▶ Your instructions
Each entry must appear again exactly as it does in the source.

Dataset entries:
------------------------------
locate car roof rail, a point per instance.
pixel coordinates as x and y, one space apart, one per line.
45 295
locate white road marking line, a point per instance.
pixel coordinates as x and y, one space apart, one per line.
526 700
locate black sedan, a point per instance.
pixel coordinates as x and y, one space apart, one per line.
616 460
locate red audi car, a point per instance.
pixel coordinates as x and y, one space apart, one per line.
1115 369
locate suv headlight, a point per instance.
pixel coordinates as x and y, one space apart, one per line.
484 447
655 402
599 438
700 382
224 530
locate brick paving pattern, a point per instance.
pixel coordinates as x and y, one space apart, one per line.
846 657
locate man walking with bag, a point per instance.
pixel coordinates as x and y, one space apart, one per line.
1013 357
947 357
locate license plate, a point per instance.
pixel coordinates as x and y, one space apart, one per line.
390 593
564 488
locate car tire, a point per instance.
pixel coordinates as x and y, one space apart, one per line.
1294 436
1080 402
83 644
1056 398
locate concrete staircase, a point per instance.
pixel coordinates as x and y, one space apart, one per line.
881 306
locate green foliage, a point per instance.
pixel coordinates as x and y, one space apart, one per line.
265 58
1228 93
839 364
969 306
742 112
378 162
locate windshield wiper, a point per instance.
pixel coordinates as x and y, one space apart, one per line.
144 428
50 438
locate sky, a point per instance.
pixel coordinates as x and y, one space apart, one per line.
------------------------------
▶ Right answer
locate car roof rail, a point per instance.
pixel coordinates as x and y, one space apart, one per line.
45 295
locate white road marking line, a point per instance.
pixel coordinates as x and y, one space apart, one per line.
526 700
locate black sedan, a point per instance.
pixel coordinates as x and y, one space apart, one per line.
616 460
locate red audi car, a point per instance.
pixel coordinates as x and y, one space apart, one per line.
1115 369
locate suv headlight, a point per instance.
pixel coordinates as x and y, one space apart, one per line.
484 447
655 402
599 438
700 382
224 530
locate brick paving pattern, a point per instance.
pixel coordinates as x and y, one space apart, one per line.
846 657
locate man walking with bag, a point per instance.
pixel coordinates as x and y, one space apart, one per line.
1013 357
947 357
locate license plate, a point per instance.
pixel coordinates as x and y, one space apart, one per line.
390 593
564 488
locate car tire, a point per instance.
pixel coordinates as x and y, one space apart, one per line.
1294 436
1080 402
83 644
1056 398
locate concrete staircase, a point per instance.
pixel coordinates as x and y, one space apart, one per line.
881 306
locate green foliage, a point per instance.
pixel coordinates as x and y, one space apart, one per line.
265 58
1228 93
839 364
969 306
742 112
378 162
locate windshield wiper, a point per instance.
pixel coordinates as x and y, one space apart, one per line.
144 428
50 438
locate sky, a point per instance.
pixel coordinates as x and y, one space apart, one per line.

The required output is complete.